Source extract:
★ ★ ★ ★ ★
The Midnight Phone Call
There is a profound difference between the threats listed neatly in a corporate risk register and the actual problems that wake an operations director at three in the morning. Most massive projects fail because leaders accept a baseline they should challenge. Muriel Demarcus knows this reality intimately. She spent three decades delivering billion-dollar infrastructure before realizing the real threat was not the engineering. The threat was the silence before the failure.
The Engineer Who Found the Blind Spot
Muriel Demarcus is the CEO of Marsham Edge. She spent thirty years directing commercial and major projects for organizations like Sydney Metro and London Underground. Today, she builds artificial intelligence systems that detect critical infrastructure failures before the control room even knows a crisis is brewing.
Decades Spent Building Systems That Cannot Fail
Her understanding of risk did not come from a textbook. It came from the trenches of high-stakes public transport and energy delivery. She learned early on that large, consequential projects demand absolute precision. A system that mostly works is actually a system waiting to break.
Her technical foundation started with Fortran punch cards and an applied mathematics degree from Ecole Centrale de Paris. But her real education happened on the ground. During her tenure as Principal at London Underground, she faced a massive operational challenge. She brought maintenance and upgrades back in-house through intense contract renegotiations over a seven-year cycle.
This move dramatically improved service quality and helped secure a massive £323 million adjudication win. The experience sharpened her ability to spot structural flaws in massive contracts. Later, she took on the role of Commercial Director for Sydney Metro. She advanced the delivery of driverless train technology for Australia’s largest public transport project.
★ ★ ★ ★ ★
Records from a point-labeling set
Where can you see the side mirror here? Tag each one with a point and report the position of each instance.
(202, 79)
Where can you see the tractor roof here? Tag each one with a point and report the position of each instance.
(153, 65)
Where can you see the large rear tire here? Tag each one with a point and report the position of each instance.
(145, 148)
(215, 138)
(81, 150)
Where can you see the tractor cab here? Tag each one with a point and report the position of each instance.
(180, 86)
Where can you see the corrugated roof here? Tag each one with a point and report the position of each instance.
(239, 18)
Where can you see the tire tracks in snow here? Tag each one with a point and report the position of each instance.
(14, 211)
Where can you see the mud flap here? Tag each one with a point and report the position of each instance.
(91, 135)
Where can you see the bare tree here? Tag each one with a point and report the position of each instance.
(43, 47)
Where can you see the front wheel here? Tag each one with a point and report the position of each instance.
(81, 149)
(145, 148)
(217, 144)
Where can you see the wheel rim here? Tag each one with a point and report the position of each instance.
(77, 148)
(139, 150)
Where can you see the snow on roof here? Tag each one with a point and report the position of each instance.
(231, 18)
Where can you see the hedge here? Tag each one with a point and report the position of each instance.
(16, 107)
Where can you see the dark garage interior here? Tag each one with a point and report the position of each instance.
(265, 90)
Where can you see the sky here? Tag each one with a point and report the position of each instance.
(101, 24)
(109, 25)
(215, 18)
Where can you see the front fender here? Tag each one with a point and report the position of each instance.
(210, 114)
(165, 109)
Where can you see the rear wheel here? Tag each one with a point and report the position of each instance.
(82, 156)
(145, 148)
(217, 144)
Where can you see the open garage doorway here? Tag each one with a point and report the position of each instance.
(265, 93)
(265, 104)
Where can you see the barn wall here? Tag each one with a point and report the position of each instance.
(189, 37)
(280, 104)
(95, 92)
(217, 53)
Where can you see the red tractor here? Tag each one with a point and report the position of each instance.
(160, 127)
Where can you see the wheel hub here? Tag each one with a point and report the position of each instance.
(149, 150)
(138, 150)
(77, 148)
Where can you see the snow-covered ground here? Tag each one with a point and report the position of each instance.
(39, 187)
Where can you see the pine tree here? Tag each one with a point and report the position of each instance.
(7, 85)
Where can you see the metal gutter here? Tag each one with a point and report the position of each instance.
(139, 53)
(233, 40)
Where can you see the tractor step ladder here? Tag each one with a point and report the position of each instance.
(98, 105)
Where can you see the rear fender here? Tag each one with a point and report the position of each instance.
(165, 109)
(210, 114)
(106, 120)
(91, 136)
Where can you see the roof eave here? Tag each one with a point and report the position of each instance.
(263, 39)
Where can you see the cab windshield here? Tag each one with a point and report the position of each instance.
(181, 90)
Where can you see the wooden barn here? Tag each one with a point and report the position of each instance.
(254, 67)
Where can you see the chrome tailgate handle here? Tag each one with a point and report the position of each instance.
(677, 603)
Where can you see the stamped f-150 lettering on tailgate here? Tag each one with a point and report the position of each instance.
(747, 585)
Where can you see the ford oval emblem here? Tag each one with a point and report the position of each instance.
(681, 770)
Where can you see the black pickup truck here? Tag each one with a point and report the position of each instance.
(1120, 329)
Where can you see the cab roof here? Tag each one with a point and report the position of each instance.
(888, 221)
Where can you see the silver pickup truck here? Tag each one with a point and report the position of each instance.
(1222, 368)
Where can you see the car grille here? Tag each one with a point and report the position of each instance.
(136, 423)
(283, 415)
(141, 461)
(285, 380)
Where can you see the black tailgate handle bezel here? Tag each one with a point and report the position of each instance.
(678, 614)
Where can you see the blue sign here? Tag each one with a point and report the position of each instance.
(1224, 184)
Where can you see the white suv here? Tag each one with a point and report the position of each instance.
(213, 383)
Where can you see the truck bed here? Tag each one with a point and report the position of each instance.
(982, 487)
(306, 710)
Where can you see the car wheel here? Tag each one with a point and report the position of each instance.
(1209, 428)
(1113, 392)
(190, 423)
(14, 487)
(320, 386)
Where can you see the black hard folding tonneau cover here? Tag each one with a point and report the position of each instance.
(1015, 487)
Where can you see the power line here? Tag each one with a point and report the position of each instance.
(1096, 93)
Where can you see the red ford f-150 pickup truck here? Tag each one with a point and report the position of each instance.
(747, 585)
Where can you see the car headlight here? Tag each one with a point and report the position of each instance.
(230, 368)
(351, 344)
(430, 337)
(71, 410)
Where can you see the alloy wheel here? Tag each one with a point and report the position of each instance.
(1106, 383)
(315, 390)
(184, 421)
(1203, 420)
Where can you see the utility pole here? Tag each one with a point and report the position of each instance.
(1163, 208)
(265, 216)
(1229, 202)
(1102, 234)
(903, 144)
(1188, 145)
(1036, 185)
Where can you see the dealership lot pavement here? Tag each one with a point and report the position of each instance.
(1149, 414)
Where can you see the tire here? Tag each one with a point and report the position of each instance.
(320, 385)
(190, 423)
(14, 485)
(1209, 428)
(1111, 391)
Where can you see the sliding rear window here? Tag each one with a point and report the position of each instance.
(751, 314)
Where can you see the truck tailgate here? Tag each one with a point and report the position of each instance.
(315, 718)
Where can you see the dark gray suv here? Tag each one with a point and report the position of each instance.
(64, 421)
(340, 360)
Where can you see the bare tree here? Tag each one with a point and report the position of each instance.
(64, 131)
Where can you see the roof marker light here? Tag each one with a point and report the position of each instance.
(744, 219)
★ ★ ★ ★ ★
Directives:
- A) Reproduce the Muriel Demarcus profile word for word, starting at "The Engineer Who" and ending at "waiting to break.".
- B) According to the Muriel Demarcus profile, which school awarded her applied mathematics degree?
The entries from the point-labeling set are material separate from the Muriel Demarcus profile.

Exercise answers:
- A)
The Engineer Who Found the Blind Spot
Muriel Demarcus is the CEO of Marsham Edge. She spent thirty years directing commercial and major projects for organizations like Sydney Metro and London Underground. Today, she builds artificial intelligence systems that detect critical infrastructure failures before the control room even knows a crisis is brewing.
Decades Spent Building Systems That Cannot Fail
Her understanding of risk did not come from a textbook. It came from the trenches of high-stakes public transport and energy delivery. She learned early on that large, consequential projects demand absolute precision. A system that mostly works is actually a system waiting to break.

- B) Ecole Centrale de Paris